___ Stored records ___

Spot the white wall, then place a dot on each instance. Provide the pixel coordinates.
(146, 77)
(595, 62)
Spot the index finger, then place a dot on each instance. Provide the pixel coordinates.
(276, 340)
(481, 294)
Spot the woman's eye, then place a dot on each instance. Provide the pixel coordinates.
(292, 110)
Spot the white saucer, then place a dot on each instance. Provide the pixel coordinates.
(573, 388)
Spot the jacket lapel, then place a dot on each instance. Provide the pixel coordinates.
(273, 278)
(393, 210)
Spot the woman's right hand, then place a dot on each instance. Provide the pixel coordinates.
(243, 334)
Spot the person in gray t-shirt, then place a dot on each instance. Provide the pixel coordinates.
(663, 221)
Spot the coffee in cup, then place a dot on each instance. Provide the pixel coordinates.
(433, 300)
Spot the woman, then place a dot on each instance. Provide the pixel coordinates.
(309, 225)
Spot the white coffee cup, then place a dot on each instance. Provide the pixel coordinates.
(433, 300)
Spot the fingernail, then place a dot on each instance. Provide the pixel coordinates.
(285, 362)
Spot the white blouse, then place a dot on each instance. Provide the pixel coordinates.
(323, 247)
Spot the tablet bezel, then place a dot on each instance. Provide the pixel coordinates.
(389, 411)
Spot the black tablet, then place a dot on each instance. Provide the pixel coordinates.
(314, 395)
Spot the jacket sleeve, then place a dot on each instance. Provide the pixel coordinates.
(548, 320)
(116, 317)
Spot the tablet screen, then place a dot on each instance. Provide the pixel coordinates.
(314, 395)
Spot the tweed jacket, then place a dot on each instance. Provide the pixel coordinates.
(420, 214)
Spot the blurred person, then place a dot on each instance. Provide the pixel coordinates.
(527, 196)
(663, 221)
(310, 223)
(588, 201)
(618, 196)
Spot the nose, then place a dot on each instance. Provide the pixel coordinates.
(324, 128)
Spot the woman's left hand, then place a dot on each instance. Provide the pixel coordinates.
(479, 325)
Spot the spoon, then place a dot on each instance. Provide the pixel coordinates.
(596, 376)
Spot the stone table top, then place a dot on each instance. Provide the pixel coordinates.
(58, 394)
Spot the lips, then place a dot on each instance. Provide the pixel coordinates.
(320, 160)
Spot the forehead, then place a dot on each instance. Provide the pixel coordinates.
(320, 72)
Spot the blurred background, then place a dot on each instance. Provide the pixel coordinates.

___

**Exercise requirements:** In the entries above, find the line containing "Spot the nose, then". Set down that line and every line after it through the last one, exactly and alone.

**Answer for this exercise:**
Spot the nose, then place a dot on each instance. Provide the pixel coordinates.
(324, 128)
Spot the woman's left hand, then place a dot on each instance. Provide the pixel coordinates.
(479, 325)
Spot the spoon, then place a dot on each instance. Provide the pixel coordinates.
(596, 376)
Spot the stone table top, then place a dot on each instance. Provide the pixel coordinates.
(58, 394)
Spot the lips, then place a dot on each instance. Provide the pixel coordinates.
(320, 160)
Spot the forehead, then place a dot on each instance. Provide the pixel coordinates.
(320, 72)
Spot the blurred background, then place a dot on each instance. Provide the pixel coordinates.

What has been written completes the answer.